**SUPPLIED MATERIAL**.
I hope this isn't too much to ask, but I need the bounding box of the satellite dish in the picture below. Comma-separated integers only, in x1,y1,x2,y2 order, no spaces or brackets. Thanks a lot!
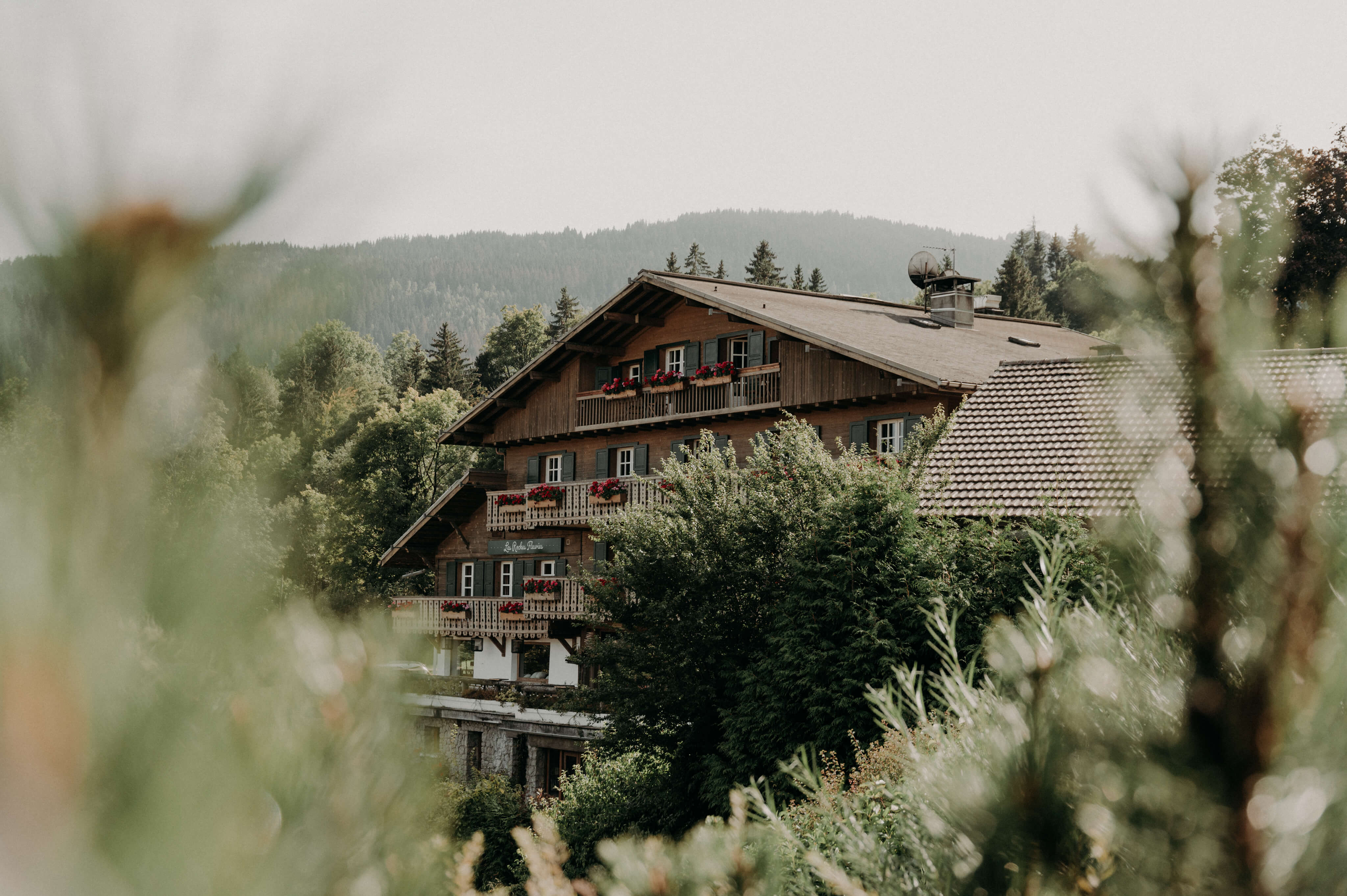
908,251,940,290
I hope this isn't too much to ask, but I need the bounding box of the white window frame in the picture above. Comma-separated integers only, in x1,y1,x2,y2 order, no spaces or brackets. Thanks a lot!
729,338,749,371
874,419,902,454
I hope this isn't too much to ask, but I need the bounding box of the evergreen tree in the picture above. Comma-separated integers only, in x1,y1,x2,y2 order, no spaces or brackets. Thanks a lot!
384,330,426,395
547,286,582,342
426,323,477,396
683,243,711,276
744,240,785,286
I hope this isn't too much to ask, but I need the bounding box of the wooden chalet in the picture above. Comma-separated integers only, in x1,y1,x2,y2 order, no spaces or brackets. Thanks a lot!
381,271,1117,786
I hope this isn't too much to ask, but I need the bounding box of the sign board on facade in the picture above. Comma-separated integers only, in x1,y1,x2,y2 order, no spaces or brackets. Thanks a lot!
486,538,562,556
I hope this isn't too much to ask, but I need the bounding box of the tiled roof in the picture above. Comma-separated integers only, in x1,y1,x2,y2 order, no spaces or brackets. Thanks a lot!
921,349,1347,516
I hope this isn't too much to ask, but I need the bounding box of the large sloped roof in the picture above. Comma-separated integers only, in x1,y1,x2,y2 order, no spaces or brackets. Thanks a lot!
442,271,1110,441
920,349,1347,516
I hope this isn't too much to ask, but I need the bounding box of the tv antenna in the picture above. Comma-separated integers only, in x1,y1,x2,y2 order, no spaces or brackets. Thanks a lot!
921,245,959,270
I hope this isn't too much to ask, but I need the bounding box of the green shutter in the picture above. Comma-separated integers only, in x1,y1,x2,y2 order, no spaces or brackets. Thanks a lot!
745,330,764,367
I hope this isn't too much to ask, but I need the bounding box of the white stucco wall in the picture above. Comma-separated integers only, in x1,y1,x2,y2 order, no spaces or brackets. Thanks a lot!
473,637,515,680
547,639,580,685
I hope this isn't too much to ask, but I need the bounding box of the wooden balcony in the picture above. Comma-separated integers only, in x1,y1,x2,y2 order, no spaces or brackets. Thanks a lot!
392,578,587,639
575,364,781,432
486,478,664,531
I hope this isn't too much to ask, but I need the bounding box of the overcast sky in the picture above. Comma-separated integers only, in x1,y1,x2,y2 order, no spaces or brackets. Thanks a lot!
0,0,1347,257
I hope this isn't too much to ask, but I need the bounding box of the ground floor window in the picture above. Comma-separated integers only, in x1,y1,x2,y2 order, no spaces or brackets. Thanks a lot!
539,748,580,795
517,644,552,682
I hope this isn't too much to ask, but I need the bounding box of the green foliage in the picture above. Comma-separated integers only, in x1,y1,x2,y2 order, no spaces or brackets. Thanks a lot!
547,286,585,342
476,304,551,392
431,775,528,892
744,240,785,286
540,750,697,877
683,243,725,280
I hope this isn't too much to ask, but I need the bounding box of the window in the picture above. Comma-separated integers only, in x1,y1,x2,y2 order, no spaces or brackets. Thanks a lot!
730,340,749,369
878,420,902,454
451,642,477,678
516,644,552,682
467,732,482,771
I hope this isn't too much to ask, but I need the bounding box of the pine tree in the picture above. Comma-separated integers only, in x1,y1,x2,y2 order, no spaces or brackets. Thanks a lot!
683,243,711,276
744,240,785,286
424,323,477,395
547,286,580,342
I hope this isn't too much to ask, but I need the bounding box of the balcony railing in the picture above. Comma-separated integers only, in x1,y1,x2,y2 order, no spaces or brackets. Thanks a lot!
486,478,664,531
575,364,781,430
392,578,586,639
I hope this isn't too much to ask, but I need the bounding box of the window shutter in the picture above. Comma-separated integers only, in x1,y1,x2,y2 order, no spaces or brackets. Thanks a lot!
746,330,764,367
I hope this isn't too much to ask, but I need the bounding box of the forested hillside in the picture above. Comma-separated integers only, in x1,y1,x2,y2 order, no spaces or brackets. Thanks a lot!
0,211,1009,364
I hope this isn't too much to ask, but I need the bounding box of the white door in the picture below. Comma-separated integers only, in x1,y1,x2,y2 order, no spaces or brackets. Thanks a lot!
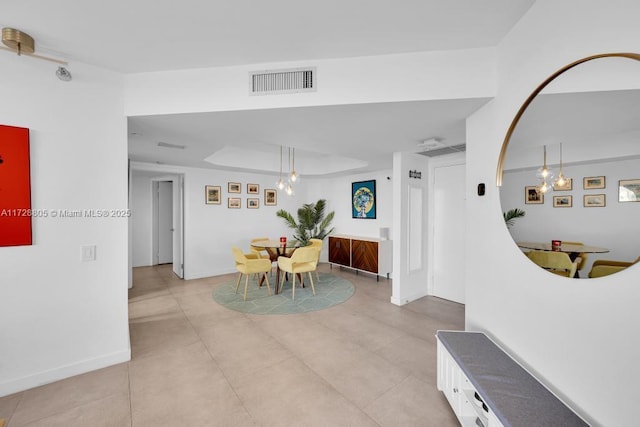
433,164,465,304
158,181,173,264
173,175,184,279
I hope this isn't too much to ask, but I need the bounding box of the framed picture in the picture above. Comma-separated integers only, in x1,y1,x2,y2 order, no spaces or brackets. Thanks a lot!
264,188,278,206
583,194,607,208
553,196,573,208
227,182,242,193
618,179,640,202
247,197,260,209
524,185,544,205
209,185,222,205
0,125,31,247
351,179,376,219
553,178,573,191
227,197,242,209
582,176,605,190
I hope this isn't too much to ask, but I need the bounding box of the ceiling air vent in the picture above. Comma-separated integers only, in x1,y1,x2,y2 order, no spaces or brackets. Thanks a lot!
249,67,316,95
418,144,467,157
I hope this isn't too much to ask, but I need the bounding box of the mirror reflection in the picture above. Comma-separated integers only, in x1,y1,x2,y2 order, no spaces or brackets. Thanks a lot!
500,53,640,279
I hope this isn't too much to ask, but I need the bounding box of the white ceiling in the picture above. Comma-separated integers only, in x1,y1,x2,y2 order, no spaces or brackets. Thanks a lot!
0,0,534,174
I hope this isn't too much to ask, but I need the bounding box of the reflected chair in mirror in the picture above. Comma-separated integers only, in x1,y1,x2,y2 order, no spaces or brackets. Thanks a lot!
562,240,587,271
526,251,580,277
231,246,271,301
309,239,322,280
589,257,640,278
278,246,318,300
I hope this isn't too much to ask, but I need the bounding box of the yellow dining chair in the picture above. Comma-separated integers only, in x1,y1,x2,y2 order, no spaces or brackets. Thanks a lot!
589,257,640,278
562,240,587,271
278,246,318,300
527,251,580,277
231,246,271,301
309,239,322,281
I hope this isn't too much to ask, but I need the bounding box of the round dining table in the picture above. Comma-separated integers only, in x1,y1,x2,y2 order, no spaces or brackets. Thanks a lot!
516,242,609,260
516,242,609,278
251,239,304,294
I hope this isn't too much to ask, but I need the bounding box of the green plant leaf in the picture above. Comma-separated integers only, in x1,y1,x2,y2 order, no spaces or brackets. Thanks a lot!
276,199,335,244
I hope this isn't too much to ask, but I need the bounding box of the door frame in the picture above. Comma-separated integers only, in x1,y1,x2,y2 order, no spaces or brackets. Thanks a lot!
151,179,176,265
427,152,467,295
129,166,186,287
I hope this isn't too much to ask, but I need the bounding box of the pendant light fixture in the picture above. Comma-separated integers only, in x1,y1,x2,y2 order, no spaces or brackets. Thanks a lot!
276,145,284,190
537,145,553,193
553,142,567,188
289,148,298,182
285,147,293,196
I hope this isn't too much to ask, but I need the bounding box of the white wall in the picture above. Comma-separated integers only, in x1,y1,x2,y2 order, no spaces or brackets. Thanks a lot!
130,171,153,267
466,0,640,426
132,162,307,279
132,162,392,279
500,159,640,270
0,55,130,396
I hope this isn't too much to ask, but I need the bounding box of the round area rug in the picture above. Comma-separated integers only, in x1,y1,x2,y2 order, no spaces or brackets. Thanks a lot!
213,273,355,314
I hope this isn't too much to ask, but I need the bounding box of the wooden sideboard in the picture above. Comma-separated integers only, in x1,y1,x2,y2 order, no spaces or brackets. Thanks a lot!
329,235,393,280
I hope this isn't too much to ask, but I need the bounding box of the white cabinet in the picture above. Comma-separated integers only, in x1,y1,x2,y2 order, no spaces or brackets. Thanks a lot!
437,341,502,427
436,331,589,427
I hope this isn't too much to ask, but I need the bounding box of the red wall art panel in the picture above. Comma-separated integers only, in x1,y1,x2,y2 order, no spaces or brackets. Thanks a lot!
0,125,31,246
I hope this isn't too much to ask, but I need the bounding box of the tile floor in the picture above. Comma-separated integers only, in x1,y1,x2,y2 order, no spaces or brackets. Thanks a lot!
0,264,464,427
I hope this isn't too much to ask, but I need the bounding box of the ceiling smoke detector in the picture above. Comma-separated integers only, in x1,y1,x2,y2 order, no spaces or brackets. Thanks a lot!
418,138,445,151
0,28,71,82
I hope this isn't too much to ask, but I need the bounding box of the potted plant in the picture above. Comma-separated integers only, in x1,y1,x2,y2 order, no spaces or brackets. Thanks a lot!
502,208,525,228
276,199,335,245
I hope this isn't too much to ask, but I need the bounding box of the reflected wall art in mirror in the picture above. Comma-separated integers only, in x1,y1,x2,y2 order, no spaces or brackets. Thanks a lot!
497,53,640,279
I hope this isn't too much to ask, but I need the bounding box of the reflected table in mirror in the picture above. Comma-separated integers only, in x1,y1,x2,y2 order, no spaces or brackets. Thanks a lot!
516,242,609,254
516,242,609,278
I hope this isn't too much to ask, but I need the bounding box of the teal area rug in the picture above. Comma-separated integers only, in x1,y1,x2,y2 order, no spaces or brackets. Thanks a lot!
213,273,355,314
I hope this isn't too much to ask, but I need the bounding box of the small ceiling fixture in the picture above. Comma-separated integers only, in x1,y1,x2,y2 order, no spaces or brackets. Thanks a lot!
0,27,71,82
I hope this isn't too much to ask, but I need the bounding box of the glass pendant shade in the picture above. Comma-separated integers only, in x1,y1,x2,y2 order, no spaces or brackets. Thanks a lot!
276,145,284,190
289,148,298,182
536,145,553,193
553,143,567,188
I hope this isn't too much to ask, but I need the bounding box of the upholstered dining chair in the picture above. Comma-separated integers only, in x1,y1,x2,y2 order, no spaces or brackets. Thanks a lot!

**WORK TO DO**. Please recast the material from the line containing "the green plant" through the line containing "129,166,186,287" as a JSON list of strings. Use one string per line and omit any blank lines.

**CORRECT ANSWER**.
[
  "I hope this isn't too much to ask, but I need the bounding box of the green plant leaf in the picture above. Comma-separated integers only, in x1,y1,x2,y2 order, no spaces or brackets. Thanks a lot!",
  "276,199,335,244",
  "I hope this isn't too much to ask, but I need the bounding box of the door frame in the picture above. Comma-separated integers only, in x1,y1,x2,y2 order, no spaces or brackets. Thanks a lot!",
  "151,179,176,265",
  "427,152,467,295",
  "129,166,186,287"
]